_What you will do_
Search the entries for lines with the string "train" and say how many there are, giving only the number.

_Data for review_
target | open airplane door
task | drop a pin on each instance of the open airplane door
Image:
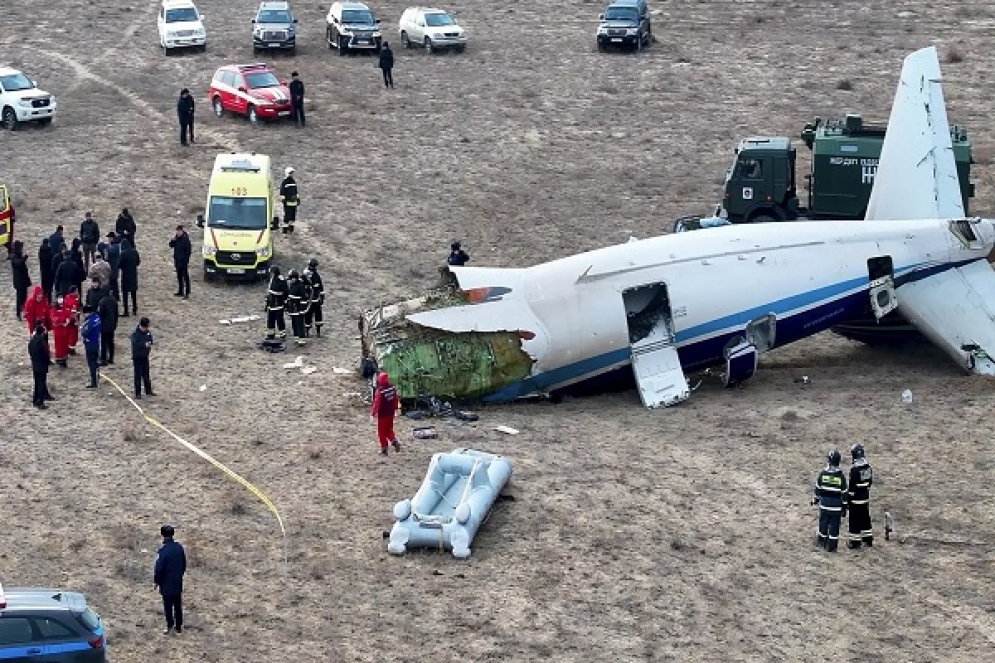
(657, 367)
(883, 298)
(659, 375)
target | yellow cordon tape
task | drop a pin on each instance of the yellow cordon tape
(206, 456)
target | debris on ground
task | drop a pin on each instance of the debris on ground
(244, 318)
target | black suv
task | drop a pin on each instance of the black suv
(625, 24)
(49, 625)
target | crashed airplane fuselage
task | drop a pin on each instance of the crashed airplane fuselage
(683, 302)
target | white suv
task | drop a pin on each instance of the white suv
(180, 26)
(22, 101)
(432, 29)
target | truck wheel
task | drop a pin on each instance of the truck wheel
(9, 119)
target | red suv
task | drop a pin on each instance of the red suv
(249, 89)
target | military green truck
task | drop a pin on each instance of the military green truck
(761, 186)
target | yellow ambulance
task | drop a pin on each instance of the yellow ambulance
(238, 237)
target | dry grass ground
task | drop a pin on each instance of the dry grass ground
(678, 535)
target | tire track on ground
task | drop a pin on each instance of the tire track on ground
(85, 72)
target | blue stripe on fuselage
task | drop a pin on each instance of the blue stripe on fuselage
(701, 354)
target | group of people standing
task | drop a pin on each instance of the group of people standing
(836, 496)
(58, 307)
(302, 296)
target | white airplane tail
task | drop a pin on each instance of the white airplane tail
(917, 172)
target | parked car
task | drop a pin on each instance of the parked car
(181, 26)
(625, 24)
(274, 27)
(251, 90)
(22, 101)
(431, 29)
(352, 26)
(49, 625)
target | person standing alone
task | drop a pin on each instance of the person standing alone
(181, 260)
(385, 403)
(90, 331)
(170, 565)
(830, 495)
(40, 359)
(386, 64)
(141, 346)
(184, 110)
(290, 199)
(297, 99)
(861, 479)
(89, 235)
(20, 275)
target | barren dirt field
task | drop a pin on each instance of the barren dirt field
(676, 535)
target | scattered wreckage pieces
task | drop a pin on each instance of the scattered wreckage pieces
(244, 318)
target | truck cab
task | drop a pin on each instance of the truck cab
(238, 220)
(761, 186)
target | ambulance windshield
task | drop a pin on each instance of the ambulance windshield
(237, 213)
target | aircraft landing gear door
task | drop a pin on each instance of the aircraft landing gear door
(880, 271)
(657, 367)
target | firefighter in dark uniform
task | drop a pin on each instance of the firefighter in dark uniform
(290, 200)
(276, 299)
(830, 495)
(297, 305)
(315, 316)
(297, 99)
(859, 499)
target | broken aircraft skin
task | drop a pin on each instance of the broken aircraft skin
(688, 301)
(431, 362)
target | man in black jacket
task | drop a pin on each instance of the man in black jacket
(387, 65)
(107, 310)
(21, 277)
(184, 109)
(40, 359)
(89, 235)
(125, 226)
(297, 99)
(170, 565)
(181, 261)
(141, 346)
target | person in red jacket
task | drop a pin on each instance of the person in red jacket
(385, 403)
(72, 303)
(62, 320)
(36, 309)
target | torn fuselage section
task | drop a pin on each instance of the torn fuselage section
(427, 361)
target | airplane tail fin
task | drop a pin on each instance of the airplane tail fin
(917, 173)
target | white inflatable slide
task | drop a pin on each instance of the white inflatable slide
(451, 504)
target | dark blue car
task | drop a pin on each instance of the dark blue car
(49, 625)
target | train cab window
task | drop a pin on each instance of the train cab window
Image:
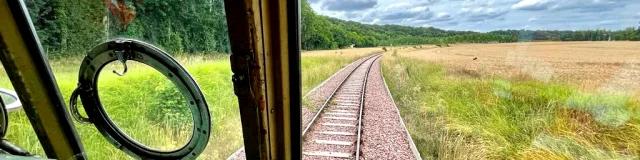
(158, 71)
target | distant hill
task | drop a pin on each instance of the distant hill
(322, 32)
(199, 26)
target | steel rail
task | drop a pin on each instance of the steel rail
(364, 89)
(332, 94)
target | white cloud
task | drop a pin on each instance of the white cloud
(532, 5)
(607, 22)
(487, 15)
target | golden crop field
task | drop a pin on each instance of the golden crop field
(594, 66)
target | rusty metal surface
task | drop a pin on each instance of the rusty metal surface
(265, 57)
(245, 35)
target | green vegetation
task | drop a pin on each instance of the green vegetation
(199, 26)
(145, 104)
(457, 117)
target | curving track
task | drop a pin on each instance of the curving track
(335, 131)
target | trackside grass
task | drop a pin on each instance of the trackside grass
(143, 103)
(464, 117)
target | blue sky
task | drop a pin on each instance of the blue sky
(487, 15)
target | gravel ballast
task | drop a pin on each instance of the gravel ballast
(384, 134)
(316, 97)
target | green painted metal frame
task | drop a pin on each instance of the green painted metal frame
(32, 78)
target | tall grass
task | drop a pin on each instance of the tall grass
(452, 117)
(143, 103)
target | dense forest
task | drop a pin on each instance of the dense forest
(199, 26)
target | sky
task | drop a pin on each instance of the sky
(487, 15)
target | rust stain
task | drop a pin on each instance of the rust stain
(262, 104)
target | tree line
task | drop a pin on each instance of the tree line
(199, 26)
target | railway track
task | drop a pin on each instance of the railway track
(335, 131)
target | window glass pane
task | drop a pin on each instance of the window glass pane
(143, 103)
(483, 79)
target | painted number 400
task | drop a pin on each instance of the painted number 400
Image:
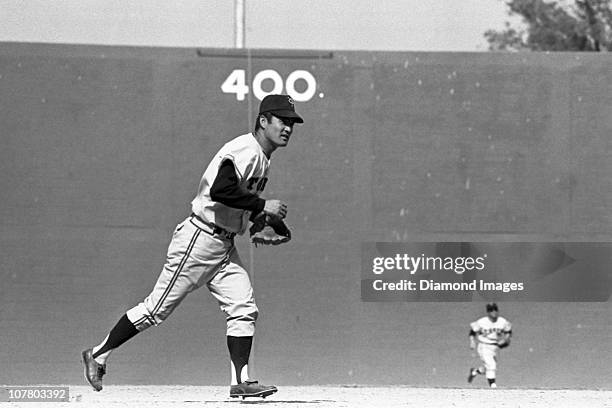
(236, 83)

_Exercise result_
2